_WORK TO COMPLETE_.
Once the images are set aside, write out the rest of the records exactly.

_INPUT MATERIAL_.
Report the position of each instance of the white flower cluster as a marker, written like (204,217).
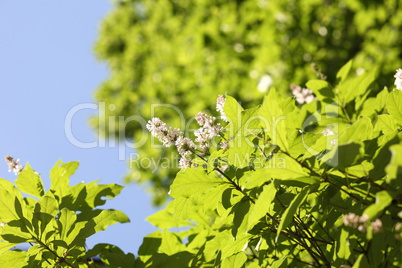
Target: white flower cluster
(185,146)
(207,131)
(220,104)
(159,129)
(302,95)
(13,165)
(328,132)
(359,222)
(398,79)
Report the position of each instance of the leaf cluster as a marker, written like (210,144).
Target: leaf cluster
(288,192)
(55,224)
(162,52)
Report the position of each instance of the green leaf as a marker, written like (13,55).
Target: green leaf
(278,263)
(344,250)
(164,219)
(321,89)
(193,181)
(101,222)
(290,211)
(344,71)
(394,168)
(232,246)
(273,119)
(60,176)
(387,124)
(361,130)
(66,222)
(8,204)
(382,200)
(5,245)
(171,243)
(44,214)
(234,261)
(111,256)
(96,192)
(261,206)
(283,167)
(13,259)
(353,87)
(394,105)
(240,220)
(361,261)
(240,144)
(232,109)
(29,182)
(16,232)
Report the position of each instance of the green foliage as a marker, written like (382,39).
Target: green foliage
(183,53)
(313,185)
(56,222)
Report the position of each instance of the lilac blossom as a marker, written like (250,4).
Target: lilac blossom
(207,131)
(327,132)
(398,79)
(185,146)
(159,129)
(302,95)
(220,104)
(13,165)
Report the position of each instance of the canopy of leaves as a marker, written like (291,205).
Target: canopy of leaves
(183,53)
(313,185)
(56,222)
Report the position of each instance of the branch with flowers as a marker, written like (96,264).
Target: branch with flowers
(298,182)
(312,180)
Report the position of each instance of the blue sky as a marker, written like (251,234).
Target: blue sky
(47,67)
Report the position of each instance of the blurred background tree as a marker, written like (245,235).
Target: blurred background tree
(184,53)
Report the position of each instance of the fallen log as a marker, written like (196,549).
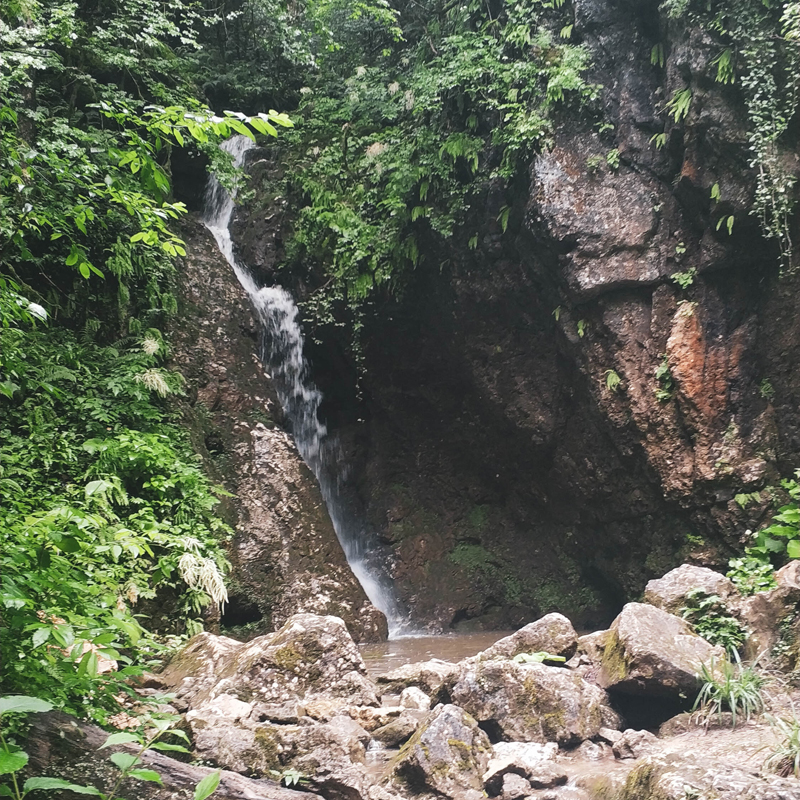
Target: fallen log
(61,746)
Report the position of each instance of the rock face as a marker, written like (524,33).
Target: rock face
(551,634)
(675,777)
(650,651)
(670,592)
(486,445)
(448,755)
(286,557)
(531,702)
(309,657)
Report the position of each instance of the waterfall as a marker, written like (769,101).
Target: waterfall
(299,397)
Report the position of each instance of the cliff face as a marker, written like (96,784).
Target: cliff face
(285,555)
(551,420)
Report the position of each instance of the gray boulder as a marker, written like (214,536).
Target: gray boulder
(670,592)
(676,777)
(552,633)
(647,650)
(515,787)
(399,730)
(532,702)
(635,744)
(534,762)
(309,657)
(448,754)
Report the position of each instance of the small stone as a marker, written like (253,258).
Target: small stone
(635,744)
(413,697)
(515,787)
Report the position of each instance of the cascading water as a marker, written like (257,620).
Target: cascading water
(299,396)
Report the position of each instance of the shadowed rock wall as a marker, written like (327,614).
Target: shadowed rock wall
(285,554)
(488,449)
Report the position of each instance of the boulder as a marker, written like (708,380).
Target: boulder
(635,744)
(676,777)
(309,657)
(533,761)
(515,787)
(448,754)
(531,702)
(415,698)
(397,731)
(429,676)
(648,651)
(552,633)
(670,592)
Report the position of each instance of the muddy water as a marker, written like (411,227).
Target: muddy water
(386,656)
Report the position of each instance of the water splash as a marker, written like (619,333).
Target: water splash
(300,398)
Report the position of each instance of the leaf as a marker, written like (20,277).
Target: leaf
(207,786)
(178,748)
(20,704)
(12,762)
(145,775)
(40,636)
(123,760)
(47,784)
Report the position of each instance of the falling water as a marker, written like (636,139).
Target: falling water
(299,396)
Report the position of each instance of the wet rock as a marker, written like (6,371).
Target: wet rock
(531,702)
(676,777)
(331,756)
(531,760)
(397,731)
(415,698)
(650,651)
(426,675)
(371,718)
(635,744)
(670,592)
(552,634)
(515,787)
(309,657)
(286,556)
(448,754)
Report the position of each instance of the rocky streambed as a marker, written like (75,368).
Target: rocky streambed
(610,721)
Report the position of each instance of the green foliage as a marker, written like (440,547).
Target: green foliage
(666,384)
(612,380)
(13,759)
(390,157)
(729,685)
(679,104)
(751,575)
(766,389)
(707,615)
(758,49)
(684,279)
(115,509)
(784,757)
(744,499)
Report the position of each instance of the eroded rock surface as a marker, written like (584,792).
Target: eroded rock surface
(286,557)
(531,702)
(647,650)
(448,755)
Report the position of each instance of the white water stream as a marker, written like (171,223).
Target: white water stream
(299,396)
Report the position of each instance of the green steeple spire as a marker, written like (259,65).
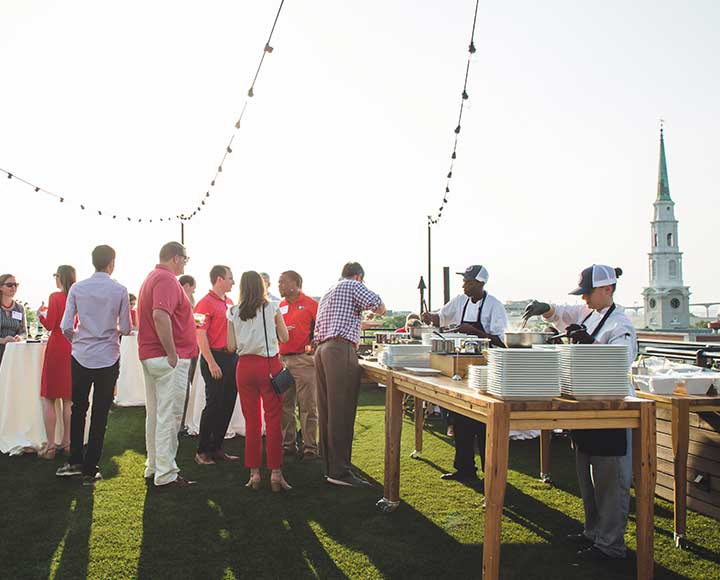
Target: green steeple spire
(663,184)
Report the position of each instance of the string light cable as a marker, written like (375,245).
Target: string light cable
(205,198)
(435,218)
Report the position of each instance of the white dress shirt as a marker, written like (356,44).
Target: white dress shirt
(103,312)
(493,317)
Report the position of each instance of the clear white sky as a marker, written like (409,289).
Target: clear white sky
(127,106)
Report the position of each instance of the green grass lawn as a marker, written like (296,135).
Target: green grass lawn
(219,529)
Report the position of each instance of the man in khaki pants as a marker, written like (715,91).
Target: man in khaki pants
(299,312)
(337,335)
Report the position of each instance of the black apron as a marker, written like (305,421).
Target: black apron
(602,442)
(477,324)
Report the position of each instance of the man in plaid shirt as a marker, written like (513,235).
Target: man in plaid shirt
(337,333)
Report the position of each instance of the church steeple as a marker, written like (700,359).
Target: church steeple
(667,299)
(663,184)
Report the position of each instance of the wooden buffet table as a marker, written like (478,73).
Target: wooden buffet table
(681,406)
(502,416)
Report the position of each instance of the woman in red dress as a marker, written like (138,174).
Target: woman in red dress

_RESPONSE TO THE TASK_.
Report the position of each instance of the white flower cluster as a marker, written like (204,217).
Target: white flower cluster
(185,146)
(207,131)
(220,104)
(159,129)
(302,95)
(13,165)
(328,132)
(359,222)
(398,79)
Report the position of each instance of the leaf cluster as a marker, written like (210,144).
Target: leaf cluster
(288,192)
(55,224)
(162,52)
Report the position of each instance of the green leaf as a marker, written like (13,55).
Target: green leaf
(278,263)
(344,250)
(164,219)
(321,89)
(193,181)
(101,222)
(290,211)
(344,71)
(394,168)
(232,246)
(273,119)
(60,176)
(387,124)
(361,130)
(66,222)
(8,204)
(382,200)
(5,245)
(171,243)
(44,214)
(234,261)
(111,256)
(96,192)
(261,206)
(283,167)
(13,259)
(353,87)
(394,105)
(240,220)
(361,261)
(240,144)
(232,109)
(29,182)
(16,232)
Report the position of each instance of the green foliage as a marker, written like (382,39).
Target: green foliage
(183,53)
(313,185)
(56,222)
Report the position of each instance of the lilac blossom as a marker, written like (250,4).
Target: lilac blossom
(207,131)
(327,132)
(398,79)
(185,146)
(159,129)
(302,95)
(220,104)
(13,165)
Report the position of each instance of the canopy of leaves as a marker, written like (291,205).
Target: canopy of leaves
(183,53)
(313,185)
(56,222)
Report the position of each instance of the branch with flowers as a marker, written like (96,264).
Target: branch with flowers
(298,182)
(312,180)
Report the position of each instance of the blue sky as a marker, written like (251,234).
Target: blue sky
(47,67)
Report the position of each instance of the blurred background tree as a marker, written like (245,235).
Target: blurred background tree
(184,53)
Report the position of each instance of the fallen log as a marker, written like (196,549).
Target: fallen log
(61,746)
Report the position of each instance of the rock face as a marker, written like (524,33).
Target: rock face
(551,634)
(675,777)
(650,651)
(670,592)
(486,445)
(448,755)
(286,557)
(531,702)
(309,657)
Report the position of each instance of the waterfall as a marker, written like (769,101).
Target: waterfall
(299,397)
Report the position of each instance of the cliff face as a marker, written like (96,784).
Target: cliff face
(285,555)
(551,420)
Report the position of each instance of the gray boulder as a marker, written like (214,536).
Target: gray boulder
(670,592)
(676,777)
(552,633)
(647,650)
(515,787)
(399,730)
(532,702)
(635,744)
(534,762)
(309,657)
(448,754)
Report the position of each instance of the small stone as a marker, written like (253,258).
Target: small stone
(635,744)
(413,697)
(515,787)
Report the position of each instance of the cascading water as a marker, written like (257,620).
Target: cascading water
(299,396)
Report the position of each instance of the shadowed rock wall as a marker, written like (327,614).
Target: shadowed rock wall
(285,554)
(488,449)
Report the position of each instance of the boulder as a marker, written like (708,380).
Target: boulder
(635,744)
(676,777)
(309,657)
(533,761)
(515,787)
(448,754)
(531,702)
(415,698)
(397,731)
(429,676)
(648,651)
(552,633)
(670,592)
Report the position of each instance of the muddy water as a marker, written like (411,227).
Target: muddy water
(386,656)
Report the position of each instance of the water splash as a marker, written like (619,333).
Target: water splash
(300,398)
Report the position of each instance of the leaf as a marker, written like (20,277).
Target: leaf
(207,786)
(178,748)
(20,704)
(12,762)
(145,775)
(40,636)
(123,760)
(47,784)
Report the position of each instance of the falling water as a marker, written like (636,139).
Target: falling water
(299,396)
Report the position of each instance of the wet rock as a marker, written like (6,371).
Target: wet rock
(531,702)
(676,777)
(331,756)
(531,760)
(397,731)
(415,698)
(650,651)
(426,675)
(371,718)
(635,744)
(670,592)
(552,634)
(515,787)
(309,657)
(286,556)
(448,754)
Report the position of each instance of the rocky streambed as a marker, written like (75,368).
Target: rocky streambed
(610,721)
Report the position of each instance of the green foliage as a marker, written like (440,547).
Target: green foliage
(666,384)
(612,380)
(13,759)
(390,157)
(729,685)
(679,104)
(751,575)
(766,389)
(707,615)
(758,49)
(684,279)
(115,509)
(784,757)
(744,499)
Report the position of each instance of the eroded rock surface as a marker, written like (584,792).
Target: eroded rock surface
(286,557)
(531,702)
(647,650)
(448,755)
Report the position of each instance of the white water stream as a marker, written like (171,223).
Target: white water stream
(299,396)
Report the position of each instance of the green steeple spire as a marker, written like (259,65).
Target: green steeple spire
(663,184)
Report the position of each instance of the string light cable as a marker, written like (375,245).
Target: string light cable
(205,198)
(435,218)
Report the position of each instance of the white dress shirt as a marker, written like (356,44).
Target: white dress shirt
(103,312)
(493,317)
Report the position of each instance of the clear white sky as a marker, written like (409,289).
Target: clear white sky
(127,106)
Report the position of each instance of the green grass lawn as a marker, written like (296,135).
Target: green grass lawn
(219,529)
Report the position of each instance of the man in khaki pants as a marker, written like (715,91).
Target: man in khaki pants
(299,312)
(337,335)
Report the position of each instance of the black apron as a marker, written like (305,421).
Target: black apron
(602,442)
(477,324)
Report the position of each instance of the man in plaid shirt as a marker, written like (513,235).
Target: man in plaid shirt
(337,333)
Report the position of each instance of the church steeple as a marker, written like (700,359).
Target: church steeple
(667,299)
(663,184)
Report the position of each instance of the wooden buffet table as a marker, written like (478,73).
Target: wooden buffet table
(681,406)
(502,416)
Report the position of each instance of the woman in red dress as a marker, written like (138,174).
Target: woman in red dress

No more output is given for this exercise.